§ **Exercise details**: Add 149 to every coordinate in the answers, then write out everything from the line containing "Return the segmentation of every instance of the white tabletop" down to the line containing "[[[11,21],[11,14],[12,12],[0,14],[0,40],[25,40],[19,27]]]", both included, with the requests kept as they are. Give only those lines.

Annotation dataset entries
================================

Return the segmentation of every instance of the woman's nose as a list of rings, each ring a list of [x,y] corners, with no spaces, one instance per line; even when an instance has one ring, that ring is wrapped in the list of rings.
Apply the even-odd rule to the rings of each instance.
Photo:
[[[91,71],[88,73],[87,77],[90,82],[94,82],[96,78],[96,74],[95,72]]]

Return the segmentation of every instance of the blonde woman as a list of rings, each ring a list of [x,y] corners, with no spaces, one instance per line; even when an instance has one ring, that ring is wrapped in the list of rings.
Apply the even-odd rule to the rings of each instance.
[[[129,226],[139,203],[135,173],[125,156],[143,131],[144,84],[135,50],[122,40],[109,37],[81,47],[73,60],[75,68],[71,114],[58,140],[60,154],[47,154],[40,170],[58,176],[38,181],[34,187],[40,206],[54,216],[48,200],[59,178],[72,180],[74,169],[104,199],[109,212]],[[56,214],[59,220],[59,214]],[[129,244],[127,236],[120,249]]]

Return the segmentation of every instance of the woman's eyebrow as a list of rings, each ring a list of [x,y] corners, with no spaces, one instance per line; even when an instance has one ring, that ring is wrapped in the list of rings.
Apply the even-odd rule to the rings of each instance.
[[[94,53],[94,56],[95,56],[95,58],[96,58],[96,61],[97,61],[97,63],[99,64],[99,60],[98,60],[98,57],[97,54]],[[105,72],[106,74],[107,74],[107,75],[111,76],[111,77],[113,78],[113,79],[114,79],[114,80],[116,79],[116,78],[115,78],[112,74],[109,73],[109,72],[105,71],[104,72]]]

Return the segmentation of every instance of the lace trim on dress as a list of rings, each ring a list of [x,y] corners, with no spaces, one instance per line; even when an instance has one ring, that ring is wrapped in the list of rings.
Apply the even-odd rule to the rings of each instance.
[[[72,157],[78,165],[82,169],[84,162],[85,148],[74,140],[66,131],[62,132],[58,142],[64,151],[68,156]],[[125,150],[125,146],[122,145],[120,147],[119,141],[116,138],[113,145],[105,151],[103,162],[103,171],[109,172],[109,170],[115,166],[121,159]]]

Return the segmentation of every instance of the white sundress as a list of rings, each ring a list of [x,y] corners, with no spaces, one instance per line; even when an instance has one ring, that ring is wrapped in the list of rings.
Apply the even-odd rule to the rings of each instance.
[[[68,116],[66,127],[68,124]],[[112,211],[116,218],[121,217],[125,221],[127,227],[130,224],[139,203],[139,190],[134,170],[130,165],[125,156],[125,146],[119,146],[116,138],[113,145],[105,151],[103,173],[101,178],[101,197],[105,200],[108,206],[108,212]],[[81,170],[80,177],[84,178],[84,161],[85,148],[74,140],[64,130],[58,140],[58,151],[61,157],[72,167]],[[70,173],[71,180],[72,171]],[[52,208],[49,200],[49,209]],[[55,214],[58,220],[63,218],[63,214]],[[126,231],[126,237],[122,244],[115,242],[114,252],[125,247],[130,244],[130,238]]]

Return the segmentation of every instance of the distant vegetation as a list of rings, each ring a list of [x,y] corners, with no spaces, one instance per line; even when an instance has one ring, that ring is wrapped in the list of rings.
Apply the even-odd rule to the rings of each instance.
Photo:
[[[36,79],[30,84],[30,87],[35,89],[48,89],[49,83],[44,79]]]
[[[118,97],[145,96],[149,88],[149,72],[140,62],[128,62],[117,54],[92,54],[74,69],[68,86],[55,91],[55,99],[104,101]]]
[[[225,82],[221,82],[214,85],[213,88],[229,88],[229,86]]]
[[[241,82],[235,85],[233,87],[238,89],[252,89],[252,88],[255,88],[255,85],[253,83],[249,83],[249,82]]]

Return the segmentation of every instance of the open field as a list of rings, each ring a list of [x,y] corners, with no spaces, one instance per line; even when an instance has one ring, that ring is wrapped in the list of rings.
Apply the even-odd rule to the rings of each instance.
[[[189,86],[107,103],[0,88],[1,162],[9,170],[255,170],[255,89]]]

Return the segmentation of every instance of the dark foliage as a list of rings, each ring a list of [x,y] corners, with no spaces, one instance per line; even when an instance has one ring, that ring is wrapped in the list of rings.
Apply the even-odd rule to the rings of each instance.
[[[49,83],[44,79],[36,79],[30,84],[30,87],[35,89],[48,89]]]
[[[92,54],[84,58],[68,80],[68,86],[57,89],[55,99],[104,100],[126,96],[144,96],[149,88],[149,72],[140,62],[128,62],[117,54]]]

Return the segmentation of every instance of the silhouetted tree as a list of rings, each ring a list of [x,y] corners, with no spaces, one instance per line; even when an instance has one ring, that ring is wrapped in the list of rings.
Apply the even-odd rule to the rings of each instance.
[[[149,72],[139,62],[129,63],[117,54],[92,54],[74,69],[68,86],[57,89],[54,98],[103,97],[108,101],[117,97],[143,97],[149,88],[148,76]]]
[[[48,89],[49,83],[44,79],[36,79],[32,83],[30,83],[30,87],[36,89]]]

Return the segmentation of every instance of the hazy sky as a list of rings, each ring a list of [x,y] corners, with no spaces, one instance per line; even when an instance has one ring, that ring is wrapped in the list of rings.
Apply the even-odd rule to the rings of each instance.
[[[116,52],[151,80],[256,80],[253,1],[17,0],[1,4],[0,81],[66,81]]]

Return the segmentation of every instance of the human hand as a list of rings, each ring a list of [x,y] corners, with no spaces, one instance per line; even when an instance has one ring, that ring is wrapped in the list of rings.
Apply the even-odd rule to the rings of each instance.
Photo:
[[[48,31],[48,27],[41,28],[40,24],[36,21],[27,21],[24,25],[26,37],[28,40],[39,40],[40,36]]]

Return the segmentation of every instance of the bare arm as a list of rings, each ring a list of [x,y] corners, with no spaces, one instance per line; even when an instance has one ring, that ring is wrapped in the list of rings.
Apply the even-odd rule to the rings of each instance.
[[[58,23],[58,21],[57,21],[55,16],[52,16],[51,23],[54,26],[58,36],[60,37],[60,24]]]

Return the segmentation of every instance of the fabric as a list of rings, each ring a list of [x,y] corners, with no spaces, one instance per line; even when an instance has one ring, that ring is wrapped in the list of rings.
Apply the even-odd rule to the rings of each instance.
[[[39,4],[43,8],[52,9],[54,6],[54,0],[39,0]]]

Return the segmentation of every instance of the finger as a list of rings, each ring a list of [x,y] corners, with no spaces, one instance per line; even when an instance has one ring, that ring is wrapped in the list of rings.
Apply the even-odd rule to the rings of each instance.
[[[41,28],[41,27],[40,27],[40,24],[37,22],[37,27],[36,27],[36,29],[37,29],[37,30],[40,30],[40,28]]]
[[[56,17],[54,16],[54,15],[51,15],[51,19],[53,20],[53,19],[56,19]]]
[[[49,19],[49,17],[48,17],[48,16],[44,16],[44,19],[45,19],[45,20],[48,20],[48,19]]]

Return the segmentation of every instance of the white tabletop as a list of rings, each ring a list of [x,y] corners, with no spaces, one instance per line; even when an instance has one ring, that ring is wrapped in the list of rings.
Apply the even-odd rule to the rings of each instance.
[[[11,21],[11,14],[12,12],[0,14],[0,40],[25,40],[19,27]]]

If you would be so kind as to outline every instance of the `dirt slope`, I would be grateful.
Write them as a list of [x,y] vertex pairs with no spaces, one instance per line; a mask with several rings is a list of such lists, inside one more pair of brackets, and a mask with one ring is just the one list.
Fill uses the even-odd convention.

================================

§ **Exercise response**:
Return the segmentation of every instance of the white tabletop as a list of rings, each ring a list of [x,y] corners, with no spaces, one instance per line; even when an instance has one ring, that ring is wrapped in the list of rings.
Apply the even-odd rule to the rings of each instance.
[[[160,170],[160,163],[161,161],[149,163],[149,189],[174,189],[168,176]]]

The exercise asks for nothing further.